[Task instructions]:
Starting at the line that contains "Every instance of the hazy" and continuing to the end of the lines, rewrite those lines with "instance" replaced by "occurrence" and everything else unchanged.

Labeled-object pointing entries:

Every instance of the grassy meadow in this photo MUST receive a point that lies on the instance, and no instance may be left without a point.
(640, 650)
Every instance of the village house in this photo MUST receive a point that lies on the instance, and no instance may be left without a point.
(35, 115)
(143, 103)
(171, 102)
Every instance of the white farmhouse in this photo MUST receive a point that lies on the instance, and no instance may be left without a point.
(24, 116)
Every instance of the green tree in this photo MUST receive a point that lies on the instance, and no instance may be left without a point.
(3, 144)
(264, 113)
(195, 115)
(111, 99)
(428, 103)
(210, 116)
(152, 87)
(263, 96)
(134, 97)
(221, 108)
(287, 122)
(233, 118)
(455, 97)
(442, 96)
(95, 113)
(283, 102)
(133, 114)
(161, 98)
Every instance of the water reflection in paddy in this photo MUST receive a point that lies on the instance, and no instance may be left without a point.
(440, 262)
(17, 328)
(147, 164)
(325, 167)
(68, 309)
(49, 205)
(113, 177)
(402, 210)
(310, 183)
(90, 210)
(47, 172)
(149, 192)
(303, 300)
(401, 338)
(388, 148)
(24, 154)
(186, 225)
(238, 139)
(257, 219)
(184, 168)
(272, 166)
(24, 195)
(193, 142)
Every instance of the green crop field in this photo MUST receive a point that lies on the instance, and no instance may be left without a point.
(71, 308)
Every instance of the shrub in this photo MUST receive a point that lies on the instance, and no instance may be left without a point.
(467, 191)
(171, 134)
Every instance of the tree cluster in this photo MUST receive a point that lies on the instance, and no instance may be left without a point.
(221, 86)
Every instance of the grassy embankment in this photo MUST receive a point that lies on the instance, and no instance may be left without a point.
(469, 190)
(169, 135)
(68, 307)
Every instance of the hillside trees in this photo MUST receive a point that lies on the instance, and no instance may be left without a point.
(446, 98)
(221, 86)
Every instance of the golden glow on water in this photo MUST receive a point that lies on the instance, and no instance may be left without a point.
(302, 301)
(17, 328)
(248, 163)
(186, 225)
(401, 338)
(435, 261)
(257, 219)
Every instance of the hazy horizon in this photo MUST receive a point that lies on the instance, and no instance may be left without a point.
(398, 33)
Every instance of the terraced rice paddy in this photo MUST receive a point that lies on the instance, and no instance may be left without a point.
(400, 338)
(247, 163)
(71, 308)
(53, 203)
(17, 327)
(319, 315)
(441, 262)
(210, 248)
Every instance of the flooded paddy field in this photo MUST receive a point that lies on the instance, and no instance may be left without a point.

[Output of the exercise]:
Every occurrence of the hazy horizon in this photo MUST receive a point that lies on the occurrence, and no occurrence may be left without a point.
(398, 33)
Every occurrence of the terraced rice paddy in this photo MUST receive a point that lies on the occurrence, and no occurrence may be left without a point.
(400, 338)
(247, 163)
(71, 308)
(53, 203)
(17, 327)
(319, 315)
(441, 262)
(210, 248)
Every occurrence of the flooded paddy field in this photo MUST receive a point that lies on the occurrence, and no occurrence may be left without a point.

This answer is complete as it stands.